### Extracted text
Is the European Union the revived Roman Empire of Daniel 2?

The EU-as-Rome theory reads the statue's legs as Western Rome only and expects a future ten-nation European superstate, but the grammar of Daniel 2 describes two legs — both iron — representing East and West Rome together, not one leg waiting to be revived.

The EU-as-Rome theory is popular, but it rests on a reading of Daniel 2 that the grammar does not support.

Here is what the text actually says. Nebuchadnezzar's statue has a head of gold, chest of silver, belly and thighs of bronze, and then two legs of iron with feet of iron mixed with clay (Daniel 2:32–33). The word for "legs" in the Aramaic is שָׁק (shaq), a word for the lower leg — and it appears in dual form. Two legs. Not one leg plus a future leg, but two actual legs already standing. Daniel's own interpretation in 2:40 says the fourth kingdom is strong like iron because iron "breaks in pieces and shatters all things" — and both legs are iron.

Here is the problem with the European-only theory: it treats the statue as having one iron leg (Western Rome) and one leg waiting to emerge. The text says both legs are iron, both are standing, and both are part of the same fourth kingdom.

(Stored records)

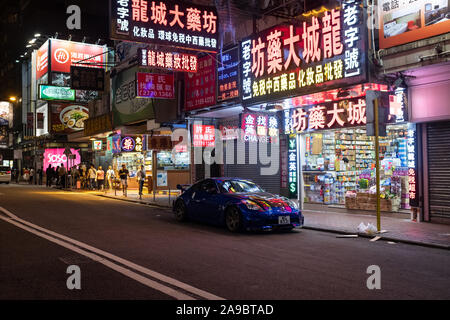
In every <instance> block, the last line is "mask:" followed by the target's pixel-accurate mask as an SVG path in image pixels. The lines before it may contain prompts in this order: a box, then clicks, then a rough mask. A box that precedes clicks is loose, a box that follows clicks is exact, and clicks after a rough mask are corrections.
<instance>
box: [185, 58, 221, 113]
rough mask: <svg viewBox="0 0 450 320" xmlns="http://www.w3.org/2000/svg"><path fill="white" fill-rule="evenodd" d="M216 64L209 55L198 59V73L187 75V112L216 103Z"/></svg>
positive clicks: (185, 75) (214, 103)
mask: <svg viewBox="0 0 450 320" xmlns="http://www.w3.org/2000/svg"><path fill="white" fill-rule="evenodd" d="M215 75H216V63H215V58H214V57H212V56H210V55H207V56H204V57H201V58H199V59H198V71H197V72H196V73H186V74H185V77H184V79H185V85H186V89H185V95H186V111H190V110H195V109H201V108H204V107H208V106H211V105H214V104H215V103H216V91H215V88H216V77H215Z"/></svg>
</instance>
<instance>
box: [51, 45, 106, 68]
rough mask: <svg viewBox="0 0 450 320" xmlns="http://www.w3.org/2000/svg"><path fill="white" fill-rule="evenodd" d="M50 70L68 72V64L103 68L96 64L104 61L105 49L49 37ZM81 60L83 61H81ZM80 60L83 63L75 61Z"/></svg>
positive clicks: (69, 65) (78, 60) (104, 58)
mask: <svg viewBox="0 0 450 320" xmlns="http://www.w3.org/2000/svg"><path fill="white" fill-rule="evenodd" d="M50 46H51V71H52V72H64V73H70V66H72V65H74V66H76V65H79V66H84V67H86V66H88V65H86V63H89V67H93V68H103V66H101V65H98V64H103V63H105V62H106V54H104V53H105V52H106V50H107V48H106V47H104V46H98V45H93V44H86V43H81V42H73V41H65V40H59V39H51V43H50ZM82 60H83V61H82ZM79 61H82V62H83V64H78V63H77V62H79Z"/></svg>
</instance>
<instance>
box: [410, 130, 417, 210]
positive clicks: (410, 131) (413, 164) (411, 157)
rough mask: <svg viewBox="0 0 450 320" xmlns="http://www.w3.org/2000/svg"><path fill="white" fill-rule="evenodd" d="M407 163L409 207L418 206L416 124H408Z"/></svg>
mask: <svg viewBox="0 0 450 320" xmlns="http://www.w3.org/2000/svg"><path fill="white" fill-rule="evenodd" d="M407 139H408V140H407V161H408V162H407V163H408V183H409V205H410V206H411V207H418V206H419V199H418V198H419V197H418V194H419V192H418V184H417V167H416V159H417V158H416V152H417V150H416V149H417V148H416V125H415V124H414V123H409V124H408V136H407Z"/></svg>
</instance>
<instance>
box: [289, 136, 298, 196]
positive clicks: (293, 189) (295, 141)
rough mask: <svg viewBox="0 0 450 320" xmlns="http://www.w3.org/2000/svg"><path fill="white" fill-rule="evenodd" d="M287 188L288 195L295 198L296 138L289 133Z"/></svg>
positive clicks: (296, 186)
mask: <svg viewBox="0 0 450 320" xmlns="http://www.w3.org/2000/svg"><path fill="white" fill-rule="evenodd" d="M288 189H289V197H290V198H297V139H296V136H295V135H289V139H288Z"/></svg>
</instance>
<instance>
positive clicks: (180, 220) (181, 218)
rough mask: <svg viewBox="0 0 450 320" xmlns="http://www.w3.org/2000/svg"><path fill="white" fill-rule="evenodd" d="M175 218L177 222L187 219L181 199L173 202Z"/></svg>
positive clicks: (181, 221)
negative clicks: (174, 205) (174, 209)
mask: <svg viewBox="0 0 450 320" xmlns="http://www.w3.org/2000/svg"><path fill="white" fill-rule="evenodd" d="M175 218H176V219H177V221H179V222H183V221H186V220H187V215H186V206H185V204H184V203H183V202H182V201H178V202H177V203H176V204H175Z"/></svg>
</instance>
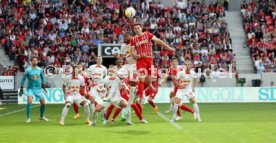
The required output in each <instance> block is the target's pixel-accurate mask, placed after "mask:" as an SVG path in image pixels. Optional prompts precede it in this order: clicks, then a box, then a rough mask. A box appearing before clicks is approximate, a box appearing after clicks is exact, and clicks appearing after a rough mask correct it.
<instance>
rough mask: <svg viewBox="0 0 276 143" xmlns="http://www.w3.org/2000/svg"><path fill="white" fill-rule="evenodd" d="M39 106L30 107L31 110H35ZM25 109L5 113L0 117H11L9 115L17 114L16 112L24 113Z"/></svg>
mask: <svg viewBox="0 0 276 143" xmlns="http://www.w3.org/2000/svg"><path fill="white" fill-rule="evenodd" d="M38 106H39V105H35V106H33V107H32V109H33V108H36V107H38ZM25 110H26V109H25V108H23V109H20V110H15V111H12V112H8V113H5V114H1V115H0V117H3V116H8V115H11V114H14V113H18V112H21V111H25Z"/></svg>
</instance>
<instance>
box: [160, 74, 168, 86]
mask: <svg viewBox="0 0 276 143" xmlns="http://www.w3.org/2000/svg"><path fill="white" fill-rule="evenodd" d="M168 77H169V75H165V76H164V77H163V78H162V79H161V81H160V82H159V85H162V84H163V83H164V82H165V81H167V80H168Z"/></svg>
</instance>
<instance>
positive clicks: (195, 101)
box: [171, 61, 201, 121]
mask: <svg viewBox="0 0 276 143" xmlns="http://www.w3.org/2000/svg"><path fill="white" fill-rule="evenodd" d="M191 68H192V63H191V61H185V67H184V69H183V70H182V71H180V72H178V73H177V76H176V79H177V80H178V82H177V83H176V85H177V87H178V89H177V92H176V96H175V97H173V98H172V99H171V100H172V103H173V110H172V111H173V119H172V121H175V120H176V117H177V110H178V108H179V107H180V105H181V102H182V101H183V97H184V96H186V97H187V99H188V100H189V101H190V102H191V103H192V104H193V107H194V118H195V119H196V120H198V121H201V118H200V115H199V108H198V105H197V103H196V100H195V96H194V92H195V85H196V73H195V72H194V71H193V70H191Z"/></svg>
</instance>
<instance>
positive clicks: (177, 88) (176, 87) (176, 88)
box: [173, 86, 178, 96]
mask: <svg viewBox="0 0 276 143" xmlns="http://www.w3.org/2000/svg"><path fill="white" fill-rule="evenodd" d="M177 89H178V87H176V86H174V88H173V94H174V95H173V96H175V95H176V92H177Z"/></svg>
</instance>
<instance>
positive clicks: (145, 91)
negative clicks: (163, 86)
mask: <svg viewBox="0 0 276 143" xmlns="http://www.w3.org/2000/svg"><path fill="white" fill-rule="evenodd" d="M157 92H158V88H157V89H156V90H152V89H151V88H147V89H146V90H145V94H146V96H150V97H151V98H152V99H154V97H155V96H156V94H157Z"/></svg>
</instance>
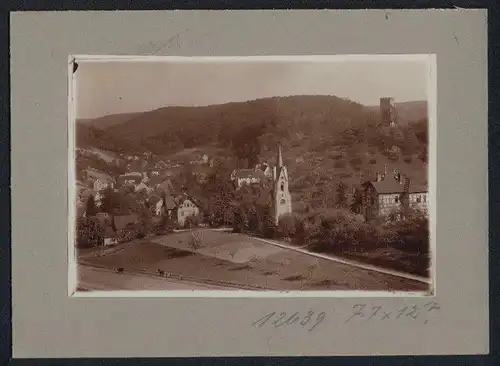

### Questions on the material
- a) From the article on Daniel 2, return the passage that begins at the words "The EU-as-Rome theory is" and stops after the words "legs are iron.".
- b) Translate this sentence from the article on Daniel 2 into Spanish: "The EU-as-Rome theory is popular, but it rests on a reading of Daniel 2 that the grammar does not support."

### Responses
- a)
The EU-as-Rome theory is popular, but it rests on a reading of Daniel 2 that the grammar does not support.

Here is what the text actually says. Nebuchadnezzar's statue has a head of gold, chest of silver, belly and thighs of bronze, and then two legs of iron with feet of iron mixed with clay (Daniel 2:32–33). The word for "legs" in the Aramaic is שָׁק (shaq), a word for the lower leg — and it appears in dual form. Two legs. Not one leg plus a future leg, but two actual legs already standing. Daniel's own interpretation in 2:40 says the fourth kingdom is strong like iron because iron "breaks in pieces and shatters all things" — and both legs are iron.

- b) La teoría de la UE como Roma es popular, pero se basa en una lectura de Daniel 2 que la gramática no respalda.